━━━━━ INPUT ROWS ━━━━━

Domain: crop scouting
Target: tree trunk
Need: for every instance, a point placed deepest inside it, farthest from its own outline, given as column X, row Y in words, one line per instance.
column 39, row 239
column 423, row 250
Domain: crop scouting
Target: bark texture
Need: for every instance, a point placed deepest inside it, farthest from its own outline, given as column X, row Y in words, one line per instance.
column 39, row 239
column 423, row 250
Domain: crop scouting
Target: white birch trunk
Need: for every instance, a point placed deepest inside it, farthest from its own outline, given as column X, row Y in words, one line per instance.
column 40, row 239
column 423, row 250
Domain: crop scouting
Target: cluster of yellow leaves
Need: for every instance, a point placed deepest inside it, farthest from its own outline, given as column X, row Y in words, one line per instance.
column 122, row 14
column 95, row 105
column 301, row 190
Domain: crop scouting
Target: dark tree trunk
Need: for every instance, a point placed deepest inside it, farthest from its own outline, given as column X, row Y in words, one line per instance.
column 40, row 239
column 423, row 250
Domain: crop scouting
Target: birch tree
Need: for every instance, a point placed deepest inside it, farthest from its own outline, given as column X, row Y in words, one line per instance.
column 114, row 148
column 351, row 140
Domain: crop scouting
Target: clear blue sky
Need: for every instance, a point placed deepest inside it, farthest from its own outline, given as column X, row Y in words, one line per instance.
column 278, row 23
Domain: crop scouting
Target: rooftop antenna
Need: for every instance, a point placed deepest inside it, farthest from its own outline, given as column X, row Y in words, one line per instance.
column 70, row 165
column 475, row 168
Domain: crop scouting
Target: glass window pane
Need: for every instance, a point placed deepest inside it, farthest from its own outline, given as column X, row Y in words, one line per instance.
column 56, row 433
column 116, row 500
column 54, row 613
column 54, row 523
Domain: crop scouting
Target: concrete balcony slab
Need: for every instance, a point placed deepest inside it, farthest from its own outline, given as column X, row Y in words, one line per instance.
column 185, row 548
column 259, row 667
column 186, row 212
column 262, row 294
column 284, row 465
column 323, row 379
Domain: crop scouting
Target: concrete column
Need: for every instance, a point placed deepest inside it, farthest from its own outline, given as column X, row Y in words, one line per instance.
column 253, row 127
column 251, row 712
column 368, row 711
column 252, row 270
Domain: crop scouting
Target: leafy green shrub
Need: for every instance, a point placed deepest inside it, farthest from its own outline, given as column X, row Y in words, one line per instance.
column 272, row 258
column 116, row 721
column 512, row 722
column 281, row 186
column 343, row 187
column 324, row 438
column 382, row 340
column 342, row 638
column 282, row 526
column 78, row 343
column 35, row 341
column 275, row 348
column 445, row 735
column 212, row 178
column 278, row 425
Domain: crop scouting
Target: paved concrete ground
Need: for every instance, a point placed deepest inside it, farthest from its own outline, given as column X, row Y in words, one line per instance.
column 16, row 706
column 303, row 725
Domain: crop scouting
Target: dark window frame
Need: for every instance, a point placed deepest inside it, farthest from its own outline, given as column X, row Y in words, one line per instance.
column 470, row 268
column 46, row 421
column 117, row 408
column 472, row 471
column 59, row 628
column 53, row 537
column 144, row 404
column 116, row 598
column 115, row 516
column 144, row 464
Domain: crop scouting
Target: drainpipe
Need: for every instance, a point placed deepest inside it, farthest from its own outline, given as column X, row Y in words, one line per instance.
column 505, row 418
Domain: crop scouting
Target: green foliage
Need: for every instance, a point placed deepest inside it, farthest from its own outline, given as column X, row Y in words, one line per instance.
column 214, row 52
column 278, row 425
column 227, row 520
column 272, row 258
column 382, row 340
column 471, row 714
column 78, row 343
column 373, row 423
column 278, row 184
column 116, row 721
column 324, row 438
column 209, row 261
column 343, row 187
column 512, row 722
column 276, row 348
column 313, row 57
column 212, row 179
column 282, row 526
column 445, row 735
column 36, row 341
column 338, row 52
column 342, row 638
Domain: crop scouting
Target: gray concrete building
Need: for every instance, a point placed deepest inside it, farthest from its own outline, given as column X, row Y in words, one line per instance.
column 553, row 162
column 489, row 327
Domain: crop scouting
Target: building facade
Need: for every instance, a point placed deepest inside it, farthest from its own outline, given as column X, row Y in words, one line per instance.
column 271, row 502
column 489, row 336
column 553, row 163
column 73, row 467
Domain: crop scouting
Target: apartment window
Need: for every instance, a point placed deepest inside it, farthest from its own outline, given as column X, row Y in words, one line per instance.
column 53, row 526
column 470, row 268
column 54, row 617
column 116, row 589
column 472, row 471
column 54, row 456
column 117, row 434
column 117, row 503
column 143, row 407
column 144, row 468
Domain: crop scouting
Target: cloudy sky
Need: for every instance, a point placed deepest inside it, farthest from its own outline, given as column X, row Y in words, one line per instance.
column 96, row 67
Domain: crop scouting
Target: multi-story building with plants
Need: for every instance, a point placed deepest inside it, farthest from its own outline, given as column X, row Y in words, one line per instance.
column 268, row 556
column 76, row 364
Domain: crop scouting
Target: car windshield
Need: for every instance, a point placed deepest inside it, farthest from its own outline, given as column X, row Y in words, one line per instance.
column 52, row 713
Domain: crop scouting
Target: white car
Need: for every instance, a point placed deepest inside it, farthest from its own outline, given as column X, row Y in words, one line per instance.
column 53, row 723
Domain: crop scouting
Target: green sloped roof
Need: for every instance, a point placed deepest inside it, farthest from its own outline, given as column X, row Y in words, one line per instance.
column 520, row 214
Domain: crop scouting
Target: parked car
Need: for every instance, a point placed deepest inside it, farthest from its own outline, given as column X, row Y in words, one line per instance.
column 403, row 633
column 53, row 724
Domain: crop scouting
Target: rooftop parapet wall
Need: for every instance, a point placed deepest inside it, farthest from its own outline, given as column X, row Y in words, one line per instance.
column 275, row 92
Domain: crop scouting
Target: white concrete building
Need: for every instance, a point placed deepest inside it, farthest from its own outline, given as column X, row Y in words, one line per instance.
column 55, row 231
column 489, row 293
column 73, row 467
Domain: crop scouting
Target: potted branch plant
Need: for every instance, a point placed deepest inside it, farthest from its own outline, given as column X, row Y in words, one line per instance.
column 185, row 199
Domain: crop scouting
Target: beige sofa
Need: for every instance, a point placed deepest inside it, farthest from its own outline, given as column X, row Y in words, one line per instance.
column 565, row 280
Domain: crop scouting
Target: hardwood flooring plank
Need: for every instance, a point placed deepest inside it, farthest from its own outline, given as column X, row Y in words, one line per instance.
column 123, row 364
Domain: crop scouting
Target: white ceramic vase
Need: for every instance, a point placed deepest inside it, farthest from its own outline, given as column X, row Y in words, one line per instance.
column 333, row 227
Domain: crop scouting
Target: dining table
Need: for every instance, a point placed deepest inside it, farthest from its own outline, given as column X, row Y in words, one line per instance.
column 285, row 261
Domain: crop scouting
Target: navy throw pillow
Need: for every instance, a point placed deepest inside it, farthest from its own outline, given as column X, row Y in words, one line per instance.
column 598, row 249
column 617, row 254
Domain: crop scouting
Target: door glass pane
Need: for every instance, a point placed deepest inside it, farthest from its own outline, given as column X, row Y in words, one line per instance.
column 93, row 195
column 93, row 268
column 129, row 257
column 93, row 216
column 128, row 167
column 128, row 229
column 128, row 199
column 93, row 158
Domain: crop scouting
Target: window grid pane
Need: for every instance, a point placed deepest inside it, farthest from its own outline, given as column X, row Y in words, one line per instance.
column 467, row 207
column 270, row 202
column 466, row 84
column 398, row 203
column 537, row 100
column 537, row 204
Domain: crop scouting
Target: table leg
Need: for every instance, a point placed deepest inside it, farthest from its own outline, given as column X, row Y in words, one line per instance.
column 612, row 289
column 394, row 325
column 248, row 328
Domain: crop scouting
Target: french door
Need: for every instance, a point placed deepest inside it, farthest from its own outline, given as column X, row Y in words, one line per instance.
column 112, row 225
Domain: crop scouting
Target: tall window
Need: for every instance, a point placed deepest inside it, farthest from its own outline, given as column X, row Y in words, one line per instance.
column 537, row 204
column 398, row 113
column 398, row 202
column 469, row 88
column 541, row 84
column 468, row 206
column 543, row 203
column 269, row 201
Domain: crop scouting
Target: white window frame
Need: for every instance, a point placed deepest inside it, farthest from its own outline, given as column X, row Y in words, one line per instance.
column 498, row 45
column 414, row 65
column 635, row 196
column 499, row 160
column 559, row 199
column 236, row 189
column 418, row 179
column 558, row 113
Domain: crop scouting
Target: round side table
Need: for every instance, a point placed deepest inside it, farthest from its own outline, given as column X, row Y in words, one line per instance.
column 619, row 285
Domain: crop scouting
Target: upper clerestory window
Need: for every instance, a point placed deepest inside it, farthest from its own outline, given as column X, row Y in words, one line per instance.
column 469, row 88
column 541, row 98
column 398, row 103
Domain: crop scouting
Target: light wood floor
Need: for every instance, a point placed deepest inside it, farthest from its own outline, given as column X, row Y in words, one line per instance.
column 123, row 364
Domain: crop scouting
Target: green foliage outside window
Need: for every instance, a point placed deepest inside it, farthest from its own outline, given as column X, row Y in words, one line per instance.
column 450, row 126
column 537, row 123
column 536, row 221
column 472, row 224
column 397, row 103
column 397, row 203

━━━━━

> [PROBLEM REQUIREMENTS]: Count the lines in the records above that contain the word "dark" and give only that number.

> [FULL ANSWER]: 2